━━━ TEXT ━━━
The Problem with “Fake it ‘Til You Make it”

When I was 18, I finished high school and moved to Spain to work on a farm. It was sort of an unusual path – especially in rural Ohio. But I wanted to do it, so I saved up to pay for a plane ticket, and found a farm that would cover my room and board for three months, in exchange of eight hours days of farm labor.

It was a big transition for me and IT WAS HARD. Spain lived up to my expectations — I ended up on this very picturesque farm in the Northern province of Asturias, in a tiny (like, three house) little village with characters like Juan Jose, who had no teeth but assured me I could come sleep on his couch whenever I wanted, no questions asked. I was working for a wonderful couple, who were really true pioneers — they had built this little farm up from scratch, basically from the ruins of an old, abandoned village. And to top it all off, my bedroom for the first three weeks was a tiny shack that shared a wall with the sheep shed. It was pretty much everything I could have dreamed up in my bedroom in Ohio.

With a chicken I helped butcher, circa November 2009. Also, does this hair-do need to make a comeback? Comment below…

But there was one part of the equation that didn’t live up to expectations. And that was me. I wanted to be this adventurous traveler, and I thought by flying to the other side of the world that I would BECOME THAT but instead I was still a teenager. And I was scared. And lonely. I missed my boyfriend, the one I had broken up with to be this adventurous traveler. I missed my friends. I was homesick, and on top of all that I was feeling guilty, because I was supposed to be having this adventure of a lifetime, but instead I was lying awake in my sheep shed at 2am crying my face off because I didn’t feel brave. I was stressed out and anxious and unhappy and I KNEW that if I were truly that independent, adventurous person that I wanted to be, I wouldn’t be feeling that way.

I spent most of my time in Spain with Pepe, who was my boss on the farm. He was in his fifties, and probably the most Spanish Spanish person alive. We spent hours working in the fields together, and he liked to quiz me about American politics or the meaning of life to help the time go by. “Why do you Americans have so many guns?” “How do you feel about communism?” “That boyfriend of yours, would you marry him?” and, one day, “what kind of person do you want to be?”

“I want to be independent,” I said. And I still remember how he looked at me after I said that, although I don’t remember exactly what he said, I think an accurate summary would be “joder you’re here, aren’t you? How much more independent do you want to be?”
━━━
■ GIVEN TASK A
Transcribe the passage of the farm essay above, between "It was a big" and "bedroom in Ohio.", inclusive.
━━━ MATERIAL FOR THIS TASK ━━━
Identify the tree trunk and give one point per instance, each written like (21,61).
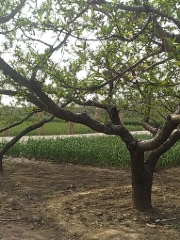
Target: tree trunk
(142,178)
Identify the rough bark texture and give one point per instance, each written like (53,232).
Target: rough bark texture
(142,178)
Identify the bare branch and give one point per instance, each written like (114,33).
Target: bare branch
(154,155)
(148,127)
(13,13)
(162,135)
(20,122)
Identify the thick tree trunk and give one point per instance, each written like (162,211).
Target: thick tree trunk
(142,178)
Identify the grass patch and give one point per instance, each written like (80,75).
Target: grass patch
(60,128)
(98,151)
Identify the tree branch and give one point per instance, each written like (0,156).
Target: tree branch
(13,13)
(20,122)
(162,135)
(154,155)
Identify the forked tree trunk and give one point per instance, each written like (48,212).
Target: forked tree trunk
(142,178)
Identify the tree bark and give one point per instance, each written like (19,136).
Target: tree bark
(142,178)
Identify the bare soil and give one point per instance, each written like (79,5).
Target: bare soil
(49,201)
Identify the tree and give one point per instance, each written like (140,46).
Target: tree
(101,54)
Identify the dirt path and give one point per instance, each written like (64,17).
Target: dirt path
(48,201)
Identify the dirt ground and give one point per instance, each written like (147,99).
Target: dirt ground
(49,201)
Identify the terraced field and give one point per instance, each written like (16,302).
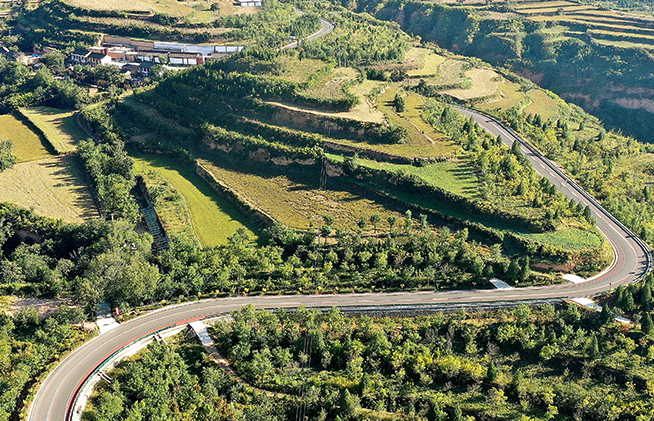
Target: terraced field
(53,187)
(606,26)
(426,61)
(332,85)
(196,11)
(28,146)
(484,83)
(58,126)
(509,95)
(212,218)
(422,139)
(298,203)
(457,177)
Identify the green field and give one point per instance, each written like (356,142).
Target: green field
(214,219)
(27,144)
(58,126)
(510,96)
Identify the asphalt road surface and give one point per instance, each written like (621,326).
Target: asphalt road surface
(57,394)
(325,28)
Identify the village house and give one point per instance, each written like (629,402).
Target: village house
(146,67)
(185,59)
(79,56)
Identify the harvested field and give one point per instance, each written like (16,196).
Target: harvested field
(422,139)
(28,146)
(362,112)
(542,105)
(58,126)
(294,70)
(119,22)
(132,6)
(457,177)
(510,95)
(53,187)
(298,204)
(213,219)
(332,85)
(485,83)
(426,61)
(44,307)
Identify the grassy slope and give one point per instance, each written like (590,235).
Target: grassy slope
(27,144)
(422,139)
(59,127)
(214,219)
(296,203)
(454,176)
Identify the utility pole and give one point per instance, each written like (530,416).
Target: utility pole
(323,172)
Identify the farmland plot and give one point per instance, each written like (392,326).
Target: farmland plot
(53,187)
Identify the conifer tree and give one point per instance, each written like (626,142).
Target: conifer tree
(647,327)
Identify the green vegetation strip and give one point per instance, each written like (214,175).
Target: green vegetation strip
(57,126)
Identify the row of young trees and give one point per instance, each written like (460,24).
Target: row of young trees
(614,169)
(515,363)
(506,178)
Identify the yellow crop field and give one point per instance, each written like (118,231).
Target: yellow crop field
(542,105)
(213,219)
(58,126)
(298,204)
(426,60)
(133,6)
(331,85)
(196,11)
(541,4)
(27,144)
(53,187)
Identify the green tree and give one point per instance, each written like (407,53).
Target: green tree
(7,159)
(398,103)
(375,219)
(347,404)
(593,348)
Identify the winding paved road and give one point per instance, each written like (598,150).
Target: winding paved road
(325,28)
(57,394)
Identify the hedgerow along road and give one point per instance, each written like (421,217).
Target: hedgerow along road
(632,260)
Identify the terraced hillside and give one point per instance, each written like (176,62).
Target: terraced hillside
(606,27)
(260,140)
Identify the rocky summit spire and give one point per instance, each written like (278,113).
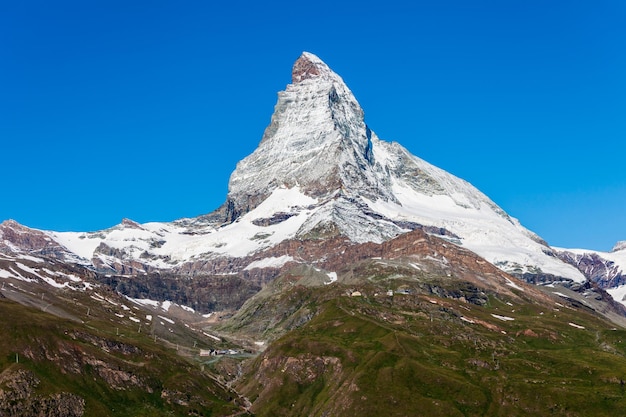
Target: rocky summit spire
(308,66)
(317,139)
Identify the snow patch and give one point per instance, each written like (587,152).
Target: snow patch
(271,262)
(503,318)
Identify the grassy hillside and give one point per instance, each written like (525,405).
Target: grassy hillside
(63,367)
(422,355)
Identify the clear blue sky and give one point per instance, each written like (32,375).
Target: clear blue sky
(141,109)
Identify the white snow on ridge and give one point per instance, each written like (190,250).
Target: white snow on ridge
(271,262)
(173,242)
(332,276)
(494,236)
(618,294)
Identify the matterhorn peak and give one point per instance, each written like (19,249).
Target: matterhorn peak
(317,140)
(309,66)
(619,246)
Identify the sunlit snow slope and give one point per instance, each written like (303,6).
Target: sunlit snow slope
(319,171)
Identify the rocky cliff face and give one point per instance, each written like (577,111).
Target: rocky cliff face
(318,173)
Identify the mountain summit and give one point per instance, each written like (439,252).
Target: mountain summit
(317,140)
(367,189)
(319,172)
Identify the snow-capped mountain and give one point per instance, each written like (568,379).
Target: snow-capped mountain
(320,172)
(605,269)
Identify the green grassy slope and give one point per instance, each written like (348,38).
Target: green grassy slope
(421,355)
(112,370)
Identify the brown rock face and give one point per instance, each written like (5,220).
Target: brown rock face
(303,69)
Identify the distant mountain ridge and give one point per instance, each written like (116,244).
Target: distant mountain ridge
(319,172)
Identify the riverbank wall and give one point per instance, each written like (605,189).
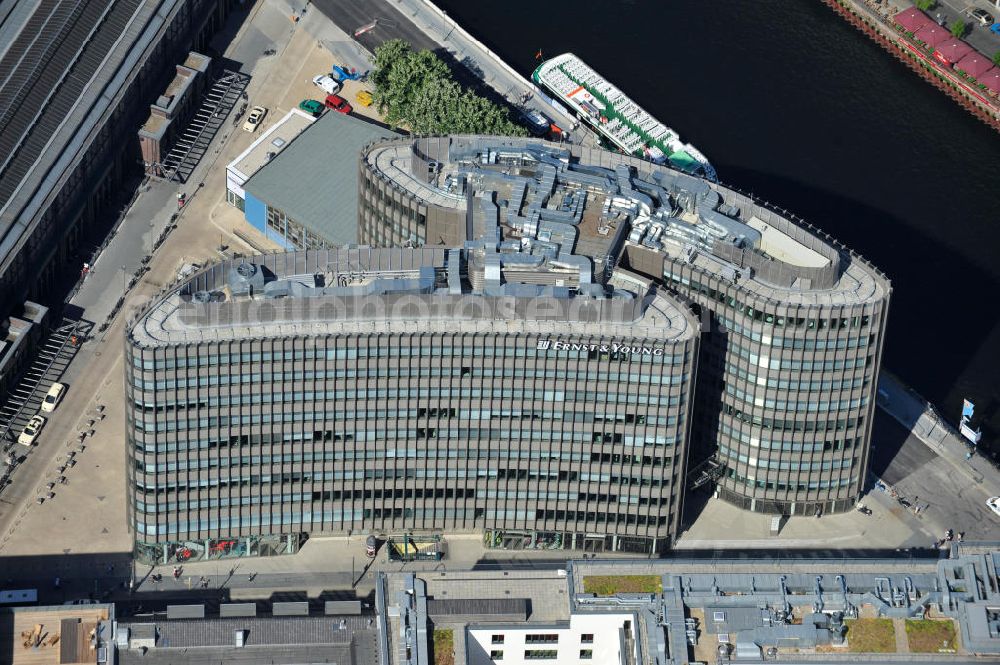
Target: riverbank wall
(880,29)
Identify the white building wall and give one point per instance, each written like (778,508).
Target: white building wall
(606,648)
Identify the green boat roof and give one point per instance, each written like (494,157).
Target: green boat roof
(684,161)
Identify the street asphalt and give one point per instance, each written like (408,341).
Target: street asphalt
(351,15)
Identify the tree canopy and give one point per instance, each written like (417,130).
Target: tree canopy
(415,89)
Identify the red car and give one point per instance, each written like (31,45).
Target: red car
(337,103)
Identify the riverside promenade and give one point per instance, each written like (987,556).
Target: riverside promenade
(424,25)
(876,22)
(922,419)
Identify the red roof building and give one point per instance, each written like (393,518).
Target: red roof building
(975,64)
(913,19)
(991,79)
(951,51)
(932,35)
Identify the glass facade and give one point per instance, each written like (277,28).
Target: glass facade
(244,438)
(789,413)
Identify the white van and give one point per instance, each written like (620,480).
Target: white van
(53,397)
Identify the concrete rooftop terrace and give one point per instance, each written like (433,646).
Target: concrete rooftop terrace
(589,195)
(369,291)
(271,142)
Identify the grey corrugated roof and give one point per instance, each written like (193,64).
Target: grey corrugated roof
(314,181)
(260,631)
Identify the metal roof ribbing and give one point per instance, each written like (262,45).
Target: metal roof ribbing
(20,25)
(56,88)
(38,42)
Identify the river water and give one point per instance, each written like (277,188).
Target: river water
(791,103)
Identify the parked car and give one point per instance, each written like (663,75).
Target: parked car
(53,397)
(31,430)
(312,107)
(337,103)
(538,123)
(327,84)
(257,114)
(981,16)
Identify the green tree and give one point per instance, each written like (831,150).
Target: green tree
(416,89)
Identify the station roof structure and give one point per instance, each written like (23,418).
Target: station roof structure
(64,66)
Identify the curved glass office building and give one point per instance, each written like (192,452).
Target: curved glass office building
(793,321)
(401,391)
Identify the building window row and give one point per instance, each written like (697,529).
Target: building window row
(470,351)
(793,446)
(796,343)
(786,465)
(539,372)
(834,323)
(795,407)
(403,474)
(786,486)
(796,386)
(411,453)
(384,414)
(770,362)
(157,444)
(781,424)
(277,397)
(299,520)
(414,493)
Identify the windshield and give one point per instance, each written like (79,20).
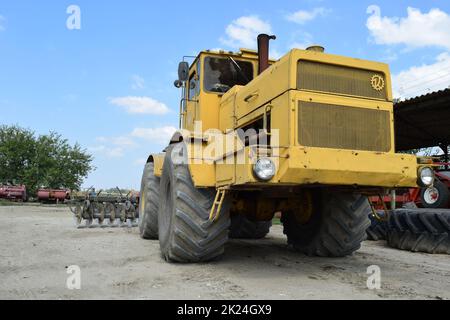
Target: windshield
(221,74)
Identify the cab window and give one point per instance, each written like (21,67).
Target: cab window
(193,86)
(221,74)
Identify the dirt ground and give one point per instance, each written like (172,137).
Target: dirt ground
(38,243)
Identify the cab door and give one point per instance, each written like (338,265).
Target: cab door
(192,98)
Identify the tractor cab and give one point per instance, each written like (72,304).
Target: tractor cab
(209,77)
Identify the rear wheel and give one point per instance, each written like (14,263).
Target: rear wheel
━━━
■ GIVEN TASK B
Gather every row above that contains the word "white", treating uppercase and lowercase as different.

■ FULL SOLUTION A
It was a big transition for me and IT WAS HARD. Spain lived up to my expectations — I ended up on this very picturesque farm in the Northern province of Asturias, in a tiny (like, three house) little village with characters like Juan Jose, who had no teeth but assured me I could come sleep on his couch whenever I wanted, no questions asked. I was working for a wonderful couple, who were really true pioneers — they had built this little farm up from scratch, basically from the ruins of an old, abandoned village. And to top it all off, my bedroom for the first three weeks was a tiny shack that shared a wall with the sheep shed. It was pretty much everything I could have dreamed up in my bedroom in Ohio.

■ FULL SOLUTION B
Identify the white snow on ridge and give one point per instance, each written like (190,250).
Target: white snow on ridge
Identify the white building wall and give one point per instance, each written like (778,508).
Target: white building wall
Identify the white van and give one point per instance, each written like (620,480).
Target: white van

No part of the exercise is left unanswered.